[start of Records shown]
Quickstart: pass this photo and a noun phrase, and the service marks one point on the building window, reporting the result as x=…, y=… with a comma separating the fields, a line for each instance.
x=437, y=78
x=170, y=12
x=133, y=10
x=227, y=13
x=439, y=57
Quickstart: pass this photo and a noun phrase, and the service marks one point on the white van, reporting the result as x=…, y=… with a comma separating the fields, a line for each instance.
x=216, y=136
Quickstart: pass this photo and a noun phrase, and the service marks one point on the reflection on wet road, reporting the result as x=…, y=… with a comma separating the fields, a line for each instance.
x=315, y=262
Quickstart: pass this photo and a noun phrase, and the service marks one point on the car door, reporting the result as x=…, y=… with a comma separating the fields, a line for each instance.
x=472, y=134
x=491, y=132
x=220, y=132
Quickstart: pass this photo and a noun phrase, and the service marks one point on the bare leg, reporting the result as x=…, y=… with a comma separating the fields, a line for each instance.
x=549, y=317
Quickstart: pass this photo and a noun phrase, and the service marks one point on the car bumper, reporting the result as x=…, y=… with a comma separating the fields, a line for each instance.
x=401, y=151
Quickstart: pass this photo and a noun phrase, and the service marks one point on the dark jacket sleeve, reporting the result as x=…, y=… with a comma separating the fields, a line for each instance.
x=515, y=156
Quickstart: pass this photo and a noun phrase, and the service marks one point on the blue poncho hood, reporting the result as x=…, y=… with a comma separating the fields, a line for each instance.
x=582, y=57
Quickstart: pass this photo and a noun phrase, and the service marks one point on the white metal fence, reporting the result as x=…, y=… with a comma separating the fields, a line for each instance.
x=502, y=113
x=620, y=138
[end of Records shown]
[start of Records shown]
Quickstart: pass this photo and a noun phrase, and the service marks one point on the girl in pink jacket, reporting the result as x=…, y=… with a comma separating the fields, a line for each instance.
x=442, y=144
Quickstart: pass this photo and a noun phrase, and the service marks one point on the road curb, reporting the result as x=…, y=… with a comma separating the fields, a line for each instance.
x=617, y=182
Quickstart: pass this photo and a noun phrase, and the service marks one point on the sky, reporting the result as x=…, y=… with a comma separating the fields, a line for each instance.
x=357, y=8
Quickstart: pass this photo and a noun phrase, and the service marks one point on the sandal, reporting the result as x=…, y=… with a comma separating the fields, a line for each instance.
[end of Records shown]
[start of Records shown]
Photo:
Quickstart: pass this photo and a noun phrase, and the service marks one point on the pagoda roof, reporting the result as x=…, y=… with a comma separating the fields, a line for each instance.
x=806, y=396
[end of Records shown]
▸ Instructions for the task:
Copy the material verbatim from the line with "car door, reporting" up to and including the line with "x=220, y=132".

▸ Written solution:
Quickstart: pass this photo and a noun phrase, and the service marks one point on the car door, reporting the result as x=…, y=… with a comma separating the fields, a line for each instance.
x=472, y=134
x=491, y=132
x=220, y=132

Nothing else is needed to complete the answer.